-- GIVEN PASSAGE start --

BenTheElder · 2023-05-25T21:30:50Z

To reproduce you also need a new enough kernel to have the misc controller (~5.15, depending on distro patches).

I used 23.04. Also make sure to set unified underGRUB_CMDLINE_LINUX= and save.

bentheelder@cgroups:~$ cat /etc/default/grub
# If you change this file, run 'update-grub' afterwards to update
# /boot/grub/grub.cfg.
# For full documentation of the options in this file, see:
#   info -f grub -n 'Simple configuration'

GRUB_DEFAULT=0
GRUB_TIMEOUT_STYLE=hidden
GRUB_TIMEOUT=0
GRUB_DISTRIBUTOR=`lsb_release -i -s 2> /dev/null || echo Debian`
GRUB_CMDLINE_LINUX_DEFAULT="quiet splash"
GRUB_CMDLINE_LINUX="systemd.unified_cgroup_hierarchy=0"

# Uncomment to enable BadRAM filtering, modify to suit your needs
# This works with Linux (no patch required) and with any kernel that obtains
# the memory map information from GRUB (GNU Mach, kernel of FreeBSD ...)
#GRUB_BADRAM="0x01234567,0xfefefefe,0x89abcdef,0xefefefef"

# Uncomment to disable graphical terminal (grub-pc only)
#GRUB_TERMINAL=console

# The resolution used on graphical terminal
# note that you can use only modes which your graphic card supports via VBE
# you can see them in real GRUB with the command `vbeinfo'
#GRUB_GFXMODE=640x480

# Uncomment if you don't want GRUB to pass "root=UUID=xxx" parameter to Linux
#GRUB_DISABLE_LINUX_UUID=true

# Uncomment to disable generation of recovery mode menu entries
#GRUB_DISABLE_RECOVERY="true"

# Uncomment to get a beep at grub start
#GRUB_INIT_TUNE="480 440 1"

-- GIVEN PASSAGE end --
-- LISTED ENTRIES start --

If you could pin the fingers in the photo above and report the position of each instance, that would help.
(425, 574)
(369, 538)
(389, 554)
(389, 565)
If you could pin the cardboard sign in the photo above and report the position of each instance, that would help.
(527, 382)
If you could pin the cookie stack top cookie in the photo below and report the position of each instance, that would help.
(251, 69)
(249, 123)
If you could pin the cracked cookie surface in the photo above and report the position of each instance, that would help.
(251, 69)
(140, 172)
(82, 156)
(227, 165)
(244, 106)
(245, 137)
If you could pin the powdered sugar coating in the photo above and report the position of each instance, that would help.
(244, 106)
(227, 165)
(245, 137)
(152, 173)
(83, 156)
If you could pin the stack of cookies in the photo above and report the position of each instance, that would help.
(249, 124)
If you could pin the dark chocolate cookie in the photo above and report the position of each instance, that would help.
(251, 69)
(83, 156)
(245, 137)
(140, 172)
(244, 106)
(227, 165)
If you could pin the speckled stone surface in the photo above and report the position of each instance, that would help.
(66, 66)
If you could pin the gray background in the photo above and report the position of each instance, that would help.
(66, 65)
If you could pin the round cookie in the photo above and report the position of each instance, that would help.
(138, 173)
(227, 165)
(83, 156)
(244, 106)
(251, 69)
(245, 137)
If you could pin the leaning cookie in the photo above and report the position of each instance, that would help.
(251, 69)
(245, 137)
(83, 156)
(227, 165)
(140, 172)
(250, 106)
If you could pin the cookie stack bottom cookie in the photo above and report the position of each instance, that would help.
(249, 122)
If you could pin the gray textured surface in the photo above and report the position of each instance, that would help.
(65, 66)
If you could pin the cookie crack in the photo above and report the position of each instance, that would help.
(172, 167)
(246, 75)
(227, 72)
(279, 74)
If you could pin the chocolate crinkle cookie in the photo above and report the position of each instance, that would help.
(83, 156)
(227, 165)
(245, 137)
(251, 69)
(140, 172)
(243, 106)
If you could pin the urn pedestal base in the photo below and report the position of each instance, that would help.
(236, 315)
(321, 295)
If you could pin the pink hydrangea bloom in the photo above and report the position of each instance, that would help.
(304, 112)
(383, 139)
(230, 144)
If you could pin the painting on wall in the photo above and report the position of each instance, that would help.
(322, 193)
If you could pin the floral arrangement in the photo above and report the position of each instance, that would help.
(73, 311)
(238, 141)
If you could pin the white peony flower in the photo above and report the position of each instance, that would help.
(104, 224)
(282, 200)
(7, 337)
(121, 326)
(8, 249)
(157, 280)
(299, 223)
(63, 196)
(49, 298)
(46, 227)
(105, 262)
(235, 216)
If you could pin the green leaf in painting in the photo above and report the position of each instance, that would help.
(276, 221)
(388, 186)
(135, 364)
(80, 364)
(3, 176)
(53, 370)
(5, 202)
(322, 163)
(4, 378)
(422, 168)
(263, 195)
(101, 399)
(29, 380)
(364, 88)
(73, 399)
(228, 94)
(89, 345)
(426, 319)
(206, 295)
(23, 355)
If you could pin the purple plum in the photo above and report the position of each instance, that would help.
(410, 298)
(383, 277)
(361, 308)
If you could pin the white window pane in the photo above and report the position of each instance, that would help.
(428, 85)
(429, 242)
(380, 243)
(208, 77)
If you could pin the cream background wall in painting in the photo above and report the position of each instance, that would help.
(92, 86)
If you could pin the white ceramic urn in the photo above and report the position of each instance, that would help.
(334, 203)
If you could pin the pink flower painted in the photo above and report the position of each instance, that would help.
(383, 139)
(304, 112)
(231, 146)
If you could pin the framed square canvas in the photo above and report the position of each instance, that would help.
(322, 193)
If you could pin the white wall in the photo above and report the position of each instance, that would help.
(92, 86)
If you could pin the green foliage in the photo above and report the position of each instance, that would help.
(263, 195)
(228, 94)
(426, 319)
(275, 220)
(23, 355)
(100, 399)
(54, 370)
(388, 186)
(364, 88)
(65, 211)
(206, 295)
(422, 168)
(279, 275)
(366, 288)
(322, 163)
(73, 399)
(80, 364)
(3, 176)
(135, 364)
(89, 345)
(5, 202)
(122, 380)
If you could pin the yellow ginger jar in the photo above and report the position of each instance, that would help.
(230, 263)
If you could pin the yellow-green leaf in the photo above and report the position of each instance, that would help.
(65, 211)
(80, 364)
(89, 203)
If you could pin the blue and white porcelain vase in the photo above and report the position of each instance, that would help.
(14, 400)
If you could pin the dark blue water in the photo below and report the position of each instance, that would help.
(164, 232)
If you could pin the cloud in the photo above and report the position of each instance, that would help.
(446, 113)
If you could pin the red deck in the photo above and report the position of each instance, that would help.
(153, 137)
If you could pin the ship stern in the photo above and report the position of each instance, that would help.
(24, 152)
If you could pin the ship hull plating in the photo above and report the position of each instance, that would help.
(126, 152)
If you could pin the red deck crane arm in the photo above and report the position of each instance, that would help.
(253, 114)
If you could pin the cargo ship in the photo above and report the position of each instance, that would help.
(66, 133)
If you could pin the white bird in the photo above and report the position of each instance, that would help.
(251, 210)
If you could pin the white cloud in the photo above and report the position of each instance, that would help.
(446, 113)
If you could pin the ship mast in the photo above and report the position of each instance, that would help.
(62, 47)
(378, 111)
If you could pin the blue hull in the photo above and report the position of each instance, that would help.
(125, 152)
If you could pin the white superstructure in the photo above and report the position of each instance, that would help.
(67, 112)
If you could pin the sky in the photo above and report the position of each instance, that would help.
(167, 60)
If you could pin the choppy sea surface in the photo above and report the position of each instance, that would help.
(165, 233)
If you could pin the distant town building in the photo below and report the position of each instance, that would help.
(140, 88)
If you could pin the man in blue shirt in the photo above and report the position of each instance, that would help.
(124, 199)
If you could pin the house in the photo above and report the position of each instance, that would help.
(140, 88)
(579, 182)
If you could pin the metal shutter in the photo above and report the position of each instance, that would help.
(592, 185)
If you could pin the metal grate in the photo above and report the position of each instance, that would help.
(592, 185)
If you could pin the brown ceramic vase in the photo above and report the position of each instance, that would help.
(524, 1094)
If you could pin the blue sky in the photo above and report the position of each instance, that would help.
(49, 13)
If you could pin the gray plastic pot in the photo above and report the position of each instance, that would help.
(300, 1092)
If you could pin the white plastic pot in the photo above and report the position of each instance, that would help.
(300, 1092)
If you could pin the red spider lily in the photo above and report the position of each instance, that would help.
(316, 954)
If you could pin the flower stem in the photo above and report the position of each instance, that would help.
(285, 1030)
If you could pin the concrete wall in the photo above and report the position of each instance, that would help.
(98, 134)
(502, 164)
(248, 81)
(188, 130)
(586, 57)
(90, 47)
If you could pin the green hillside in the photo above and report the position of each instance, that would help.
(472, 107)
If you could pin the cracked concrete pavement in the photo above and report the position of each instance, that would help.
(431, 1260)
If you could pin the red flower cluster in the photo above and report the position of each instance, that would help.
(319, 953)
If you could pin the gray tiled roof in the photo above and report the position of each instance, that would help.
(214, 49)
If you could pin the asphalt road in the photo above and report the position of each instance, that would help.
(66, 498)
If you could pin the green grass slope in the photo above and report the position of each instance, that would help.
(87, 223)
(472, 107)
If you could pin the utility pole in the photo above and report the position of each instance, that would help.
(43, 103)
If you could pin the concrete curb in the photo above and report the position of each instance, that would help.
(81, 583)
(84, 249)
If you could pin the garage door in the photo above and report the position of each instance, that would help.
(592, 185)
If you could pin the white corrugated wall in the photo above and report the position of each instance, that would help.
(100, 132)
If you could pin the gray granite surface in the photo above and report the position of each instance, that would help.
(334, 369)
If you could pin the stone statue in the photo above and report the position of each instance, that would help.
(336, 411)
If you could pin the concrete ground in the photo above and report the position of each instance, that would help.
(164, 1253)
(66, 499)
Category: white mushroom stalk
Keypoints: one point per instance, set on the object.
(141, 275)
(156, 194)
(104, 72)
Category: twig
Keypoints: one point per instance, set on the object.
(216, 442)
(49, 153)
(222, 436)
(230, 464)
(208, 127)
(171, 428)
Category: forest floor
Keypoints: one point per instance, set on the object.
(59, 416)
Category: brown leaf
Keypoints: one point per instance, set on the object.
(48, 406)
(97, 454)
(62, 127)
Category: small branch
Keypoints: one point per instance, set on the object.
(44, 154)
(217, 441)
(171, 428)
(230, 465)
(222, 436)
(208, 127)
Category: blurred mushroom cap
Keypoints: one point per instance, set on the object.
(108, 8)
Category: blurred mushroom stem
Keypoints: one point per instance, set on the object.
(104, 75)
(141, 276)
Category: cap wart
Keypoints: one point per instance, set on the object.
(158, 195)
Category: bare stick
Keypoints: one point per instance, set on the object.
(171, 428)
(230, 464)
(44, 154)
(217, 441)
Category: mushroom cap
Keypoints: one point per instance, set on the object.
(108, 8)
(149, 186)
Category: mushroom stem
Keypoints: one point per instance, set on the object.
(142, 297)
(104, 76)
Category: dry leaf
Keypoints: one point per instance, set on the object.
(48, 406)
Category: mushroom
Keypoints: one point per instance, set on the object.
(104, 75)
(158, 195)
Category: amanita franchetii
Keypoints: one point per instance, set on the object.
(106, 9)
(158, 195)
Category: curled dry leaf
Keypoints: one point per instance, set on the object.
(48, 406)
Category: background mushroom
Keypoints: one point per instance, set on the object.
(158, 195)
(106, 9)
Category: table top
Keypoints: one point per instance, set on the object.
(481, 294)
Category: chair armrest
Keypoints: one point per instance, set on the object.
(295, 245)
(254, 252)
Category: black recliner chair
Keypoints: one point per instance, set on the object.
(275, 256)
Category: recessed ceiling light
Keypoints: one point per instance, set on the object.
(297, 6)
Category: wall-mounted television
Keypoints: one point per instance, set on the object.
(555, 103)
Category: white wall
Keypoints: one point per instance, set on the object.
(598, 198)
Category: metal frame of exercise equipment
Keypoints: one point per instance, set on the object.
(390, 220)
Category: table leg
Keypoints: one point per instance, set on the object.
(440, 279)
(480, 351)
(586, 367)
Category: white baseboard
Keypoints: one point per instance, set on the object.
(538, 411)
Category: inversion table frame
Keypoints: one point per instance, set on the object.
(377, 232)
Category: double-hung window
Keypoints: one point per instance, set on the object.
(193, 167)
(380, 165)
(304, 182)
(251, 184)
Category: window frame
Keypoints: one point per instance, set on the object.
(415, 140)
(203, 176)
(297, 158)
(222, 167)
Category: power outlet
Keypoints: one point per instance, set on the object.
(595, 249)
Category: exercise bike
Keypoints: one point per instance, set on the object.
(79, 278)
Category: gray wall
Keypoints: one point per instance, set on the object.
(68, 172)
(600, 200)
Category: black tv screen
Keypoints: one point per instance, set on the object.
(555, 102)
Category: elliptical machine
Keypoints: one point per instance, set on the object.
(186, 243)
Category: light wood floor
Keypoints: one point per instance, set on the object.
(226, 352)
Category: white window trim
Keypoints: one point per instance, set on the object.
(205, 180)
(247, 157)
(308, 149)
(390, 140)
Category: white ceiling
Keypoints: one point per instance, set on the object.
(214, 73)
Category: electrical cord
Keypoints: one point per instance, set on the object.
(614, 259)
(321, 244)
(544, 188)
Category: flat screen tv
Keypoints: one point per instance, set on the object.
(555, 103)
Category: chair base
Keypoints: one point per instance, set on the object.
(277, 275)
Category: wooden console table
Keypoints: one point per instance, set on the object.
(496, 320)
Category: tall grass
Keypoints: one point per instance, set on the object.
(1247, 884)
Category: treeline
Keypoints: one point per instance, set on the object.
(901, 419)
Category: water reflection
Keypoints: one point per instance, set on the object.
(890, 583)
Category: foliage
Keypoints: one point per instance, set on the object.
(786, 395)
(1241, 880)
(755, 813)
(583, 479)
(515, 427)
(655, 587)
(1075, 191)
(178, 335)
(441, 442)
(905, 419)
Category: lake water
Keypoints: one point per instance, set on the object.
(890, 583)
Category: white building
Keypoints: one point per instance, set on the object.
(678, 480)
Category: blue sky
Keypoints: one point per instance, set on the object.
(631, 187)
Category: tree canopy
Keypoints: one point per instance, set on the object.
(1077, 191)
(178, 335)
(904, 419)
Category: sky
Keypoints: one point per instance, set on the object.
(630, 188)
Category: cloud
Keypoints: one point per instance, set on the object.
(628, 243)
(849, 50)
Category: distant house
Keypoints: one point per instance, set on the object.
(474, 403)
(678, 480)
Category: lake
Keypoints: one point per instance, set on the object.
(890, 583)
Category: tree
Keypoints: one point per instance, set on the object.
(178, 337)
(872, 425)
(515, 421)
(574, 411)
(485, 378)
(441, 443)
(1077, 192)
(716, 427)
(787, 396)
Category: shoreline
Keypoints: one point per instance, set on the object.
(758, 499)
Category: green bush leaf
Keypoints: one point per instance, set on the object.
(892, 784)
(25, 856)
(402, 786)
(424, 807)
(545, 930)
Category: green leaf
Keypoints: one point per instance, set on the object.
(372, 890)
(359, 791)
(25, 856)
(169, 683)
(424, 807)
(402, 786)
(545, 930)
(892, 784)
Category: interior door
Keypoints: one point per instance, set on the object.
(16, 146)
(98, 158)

-- LISTED ENTRIES end --

▸ REQUIREMENT 1
Rewrite the forum post between "BenTheElder · 2023-05-25T21:30:50Z" and "# /boot/grub/grub.cfg.", inclusive, changing "distro" to "distribution".
▸ REQUIREMENT 2
Add 99 to each coordinate in the entries between the lines holding "If you could pin the choppy" and "(285, 1030)", inclusive, and write out every line of that span with the new values.

▸ RIGHT ANSWER 1
BenTheElder · 2023-05-25T21:30:50Z

To reproduce you also need a new enough kernel to have the misc controller (~5.15, depending on distribution patches).

I used 23.04. Also make sure to set unified underGRUB_CMDLINE_LINUX= and save.

bentheelder@cgroups:~$ cat /etc/default/grub
# If you change this file, run 'update-grub' afterwards to update
# /boot/grub/grub.cfg.

▸ RIGHT ANSWER 2
If you could pin the choppy sea surface in the photo above and report the position of each instance, that would help.
(264, 332)
If you could pin the distant town building in the photo below and report the position of each instance, that would help.
(239, 187)
If you could pin the man in blue shirt in the photo above and report the position of each instance, that would help.
(223, 298)
If you could pin the house in the photo above and report the position of each instance, that would help.
(239, 187)
(678, 281)
If you could pin the metal shutter in the photo above and report the position of each instance, that would help.
(691, 284)
If you could pin the metal grate in the photo above and report the position of each instance, that would help.
(691, 284)
If you could pin the brown ceramic vase in the photo above and report the position of each instance, that would help.
(623, 1193)
If you could pin the blue sky in the photo above and report the position of each instance, that would help.
(148, 112)
If you could pin the gray plastic pot in the photo above and report the position of each instance, that would help.
(399, 1191)
If you could pin the white plastic pot in the photo above and report the position of each instance, that would help.
(399, 1191)
If you could pin the red spider lily in the photo above and report the position of each instance, that would help.
(415, 1053)
If you could pin the flower stem in the photo above and report the position of each instance, that would help.
(384, 1129)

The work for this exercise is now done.